Судьба импрессионистов отныне решена: распродажа коллекции Руара, пишет репортер из журнала Illustration , «оставит неизгладимый след». Она повышает статус художников, еще вчера не признанных Академией и отвергнутых музеями.

Мане и Берта Моризо ушли из жизни более двадцати лет назад. Тогда их любила и ценила лишь крохотная группа, состоящая в основном из друзей и некоторых безумных коллекционеров. Теперь же Мане и Моризо увлекают знатоков и любителей новаторской манерой живописи. Анри Руар был одним из тех, кто помогал Моне и Клемансо добиться того, чтобы «Олимпия» нашла свое место в Лувре. Вскоре после смерти Мане, когда его мастерская была продана в пользу его вдовы, Руар заплатил четыре тысячи франков за «Урок музыки». Это тот самый «Урок музыки», который будет продан с аукциона галерее Манзи-Жуаян за 120 000 франков, последовав за «Бюстом обнаженной женщины», чья цена подскочит до 97 000 франков. «Урок музыки», «Бюст обнаженной женщины», а также картина «На пляже», приобретенная за 92 000 франков, уйдут в коллекцию кутюрье Жака Дусе.

Полотна Моне, выставленные сегодня в престижных музеях, уходят по цене от 13 000 («Ярмарка») до 30 000 франков («Зима в Аржантее»). Холсты Сезанна идут подешевле, Писсарро — по совсем скромной цене, картина Моризо «На террасе» оценивается в 17 000 франков. К импрессионистам относятся еще по-разному, но эпохе поруганных художников, над картинами которых посмеивалась публика, пришел конец. Коллекционеры, над которыми подшучивали за то, что они, вопреки мнению Академии и общественности, верили в новые таланты, взяли убедительный реванш.

Удивительно, но коллекция Руара собиралась не из спекулятивных намерений. Ее владелец скупал произведения, руководствуясь исключительно чутьем и упорством. Руару было важно, чтобы произведения искусства радовали его взгляд и привносили в жизнь ни с чем не сравнимое наслаждение. Ему нравилось жить среди игры цвета, необычных и разнообразных образов. Он получал удовольствие от открытия новых имен.

«У меня здесь никогда не было нелюбимых вещей», — говорил он своим гостям. Его коллекция была детищем просвещенного любителя, не затруднявшего себя ни предрассудками, ни соображениями выгоды. Он создавал ее так, как подсказывало ему сердце. Вот почему его дети с волнением наблюдают за тем, как обретают новых хозяев картины, создававшие атмосферу их дома. К тому же многие из них были написаны друзьями отца… У каждой из картин своя, особая история, но все они являлись частью собрания. Отныне оно будет разрознено.

**ЗАДАНИЕ:**
Сколько заплатил Руар за «Урок музыки» вскоре после смерти Мане, согласно приведенному выше отрывку о коллекции Руара?

[Записи из набора данных]
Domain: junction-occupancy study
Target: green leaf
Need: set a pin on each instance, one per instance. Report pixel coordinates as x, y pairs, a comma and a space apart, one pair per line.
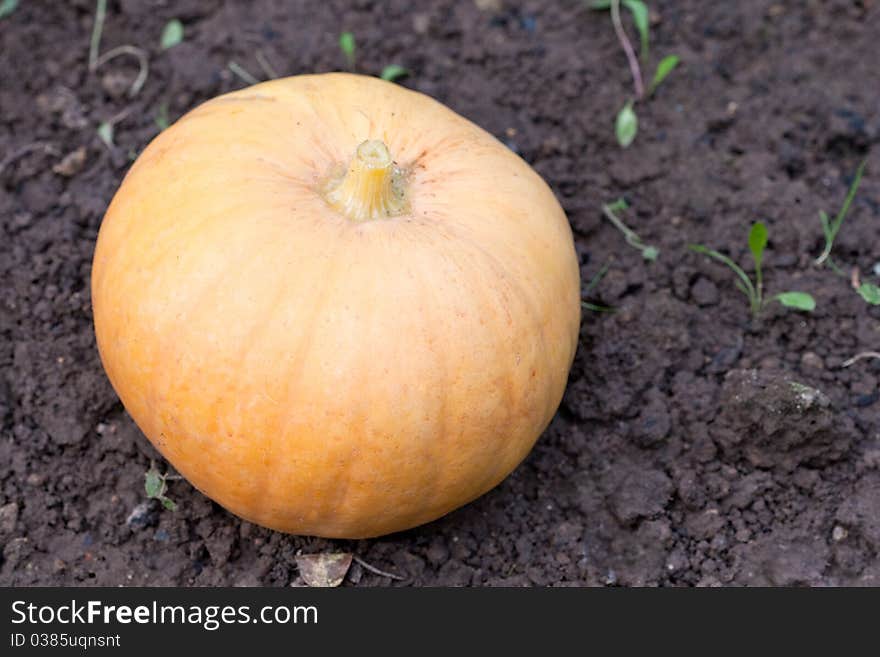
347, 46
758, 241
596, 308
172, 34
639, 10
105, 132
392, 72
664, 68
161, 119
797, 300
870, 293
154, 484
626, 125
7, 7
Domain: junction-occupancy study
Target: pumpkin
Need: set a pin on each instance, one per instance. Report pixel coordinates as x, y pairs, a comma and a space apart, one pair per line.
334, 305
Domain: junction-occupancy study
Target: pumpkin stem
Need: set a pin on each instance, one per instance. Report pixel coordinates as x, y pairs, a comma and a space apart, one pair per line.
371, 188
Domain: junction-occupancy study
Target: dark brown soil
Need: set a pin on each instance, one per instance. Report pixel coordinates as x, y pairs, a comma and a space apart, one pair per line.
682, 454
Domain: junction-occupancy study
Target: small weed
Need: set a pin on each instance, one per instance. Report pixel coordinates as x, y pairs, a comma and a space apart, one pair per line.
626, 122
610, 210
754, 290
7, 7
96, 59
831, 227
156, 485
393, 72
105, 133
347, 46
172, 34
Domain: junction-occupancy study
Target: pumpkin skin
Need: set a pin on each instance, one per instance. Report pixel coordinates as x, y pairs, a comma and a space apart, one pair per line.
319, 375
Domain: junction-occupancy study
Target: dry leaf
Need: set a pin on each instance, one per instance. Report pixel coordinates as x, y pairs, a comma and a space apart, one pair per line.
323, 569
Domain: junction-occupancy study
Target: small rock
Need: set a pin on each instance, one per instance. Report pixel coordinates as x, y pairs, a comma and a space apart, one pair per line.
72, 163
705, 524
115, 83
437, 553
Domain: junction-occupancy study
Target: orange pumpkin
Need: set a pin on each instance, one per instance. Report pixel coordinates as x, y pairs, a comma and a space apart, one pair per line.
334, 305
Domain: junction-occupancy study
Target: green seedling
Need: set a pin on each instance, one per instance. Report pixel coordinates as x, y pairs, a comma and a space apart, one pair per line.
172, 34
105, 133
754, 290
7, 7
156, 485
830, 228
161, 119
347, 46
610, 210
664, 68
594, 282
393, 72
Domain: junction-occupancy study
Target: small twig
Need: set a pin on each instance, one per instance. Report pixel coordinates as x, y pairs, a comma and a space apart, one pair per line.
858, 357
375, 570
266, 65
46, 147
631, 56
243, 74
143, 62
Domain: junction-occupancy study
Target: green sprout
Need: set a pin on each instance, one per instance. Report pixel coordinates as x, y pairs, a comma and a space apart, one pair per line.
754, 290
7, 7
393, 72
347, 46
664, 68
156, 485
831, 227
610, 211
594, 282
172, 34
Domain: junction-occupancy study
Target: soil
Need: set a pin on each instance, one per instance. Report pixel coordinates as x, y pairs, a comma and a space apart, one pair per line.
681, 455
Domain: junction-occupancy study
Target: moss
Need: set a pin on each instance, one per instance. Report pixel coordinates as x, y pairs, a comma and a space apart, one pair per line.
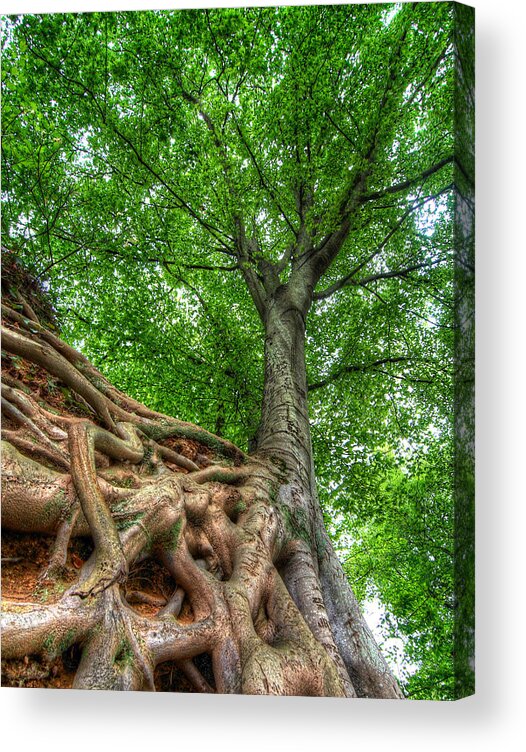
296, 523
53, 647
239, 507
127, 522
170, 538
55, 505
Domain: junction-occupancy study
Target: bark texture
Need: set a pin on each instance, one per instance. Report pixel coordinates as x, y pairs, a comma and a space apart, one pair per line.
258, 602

**ОТВЕТ:**
Четыре тысячи франков.